SOURCE DOCUMENT:

## begin

Each weekly average price estimate EIA publishes has a corresponding estimated standard error published with the weekly price estimates. For quality assurance purposes, average price estimates are flagged if the corresponding estimated coefficient of variation is more than 5%.
Data users can use the estimated standard error to compute a confidence interval centered about the corresponding published average price estimate with a desired level of confidence. For example, EIA selected only one of many possible samples for a given weekly survey. If a confidence interval were constructed for each of these possible samples, the percentage of confidence intervals containing the census value (if we had surveyed the entire sampling frame) would be expected to equal the level of confidence. For example, if one could construct a 95% confidence interval for each possible sample that could be selected, then one would expect that 95% of these confidence intervals would contain the value obtained from taking a census of the sampling frame.
To determine the width of the confidence interval for a given published average price estimate, users can compute the margin of error (MOE) using the estimated standard error. The MOE is defined as the estimated standard error of the estimate multiplied by the standard normal percentile for the level of confidence, rounded up to the nearest unit used in publishing the corresponding estimate. The lower bound of the confidence interval is the estimate minus the MOE, and the upper bound of the confidence interval is the estimate plus the MOE. For the standard normal percentile, 1.645 is used for a 90% confidence interval, and 1.96 is used for a 95% confidence interval.

## end

SHORT TASK A:
According to the passage on EIA price estimates, why are some average price estimates flagged, and what condition triggers the flag?
SHORT TASK B:
Do the following statements agree with the passage on EIA price estimates? (i) A 95% confidence interval uses 1.96 as the standard normal percentile. (ii) The lower bound of the confidence interval is the estimate minus twice the MOE. (iii) Each weekly survey covers the entire sampling frame.

Data extracted from a collection:

## begin

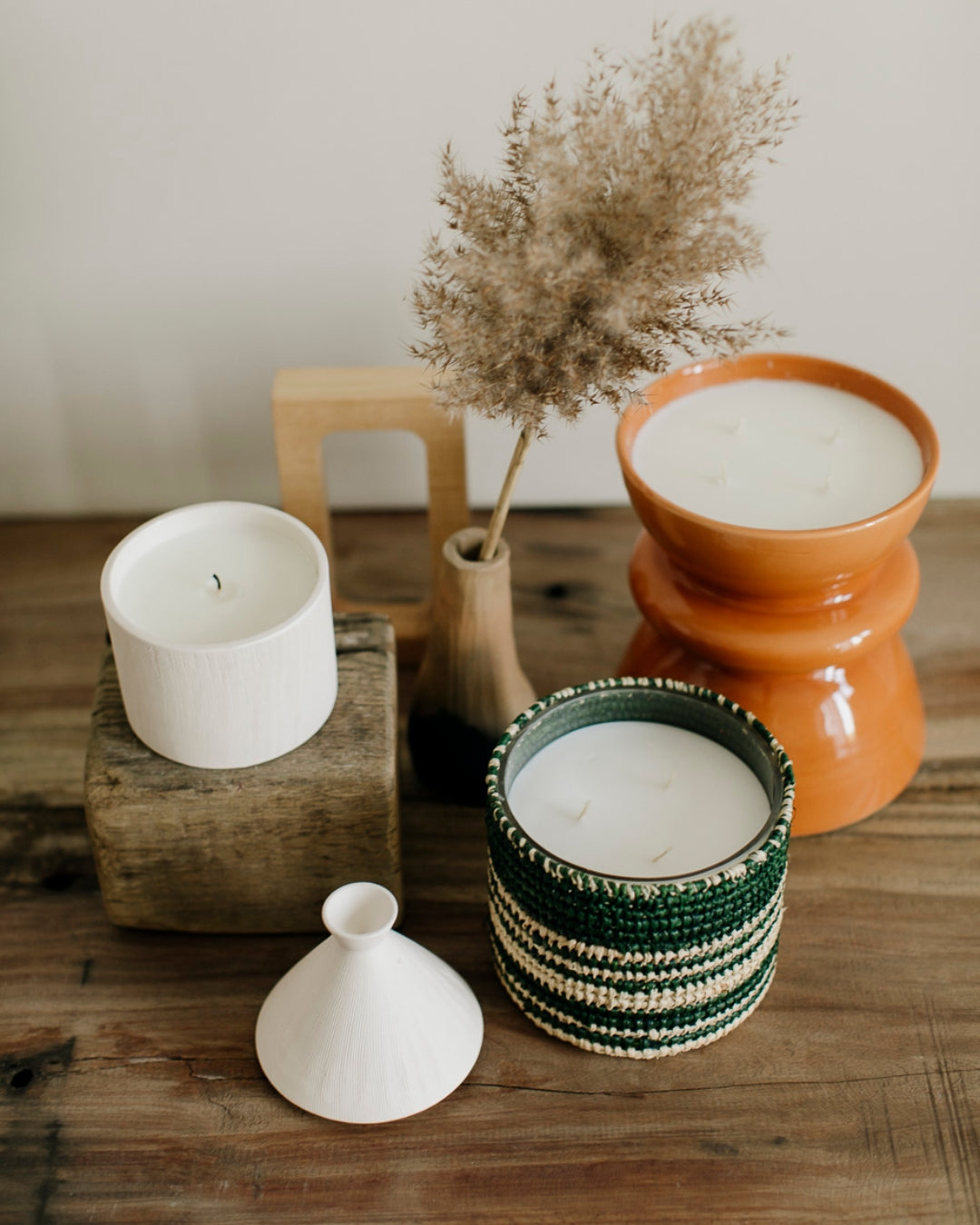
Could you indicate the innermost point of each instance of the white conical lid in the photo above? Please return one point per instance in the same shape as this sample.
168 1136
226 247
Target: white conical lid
369 1026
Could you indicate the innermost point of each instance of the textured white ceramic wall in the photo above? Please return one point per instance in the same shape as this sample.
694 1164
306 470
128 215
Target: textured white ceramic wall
199 191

## end

FULL RESPONSE A:
Average price estimates are flagged for quality assurance purposes. The flag applies when the corresponding estimated coefficient of variation is more than 5%.

FULL RESPONSE B:
(i) Yes: "1.96 is used for a 95% confidence interval."
(ii) No: "The lower bound of the confidence interval is the estimate minus the MOE."
(iii) No: "EIA selected only one of many possible samples for a given weekly survey."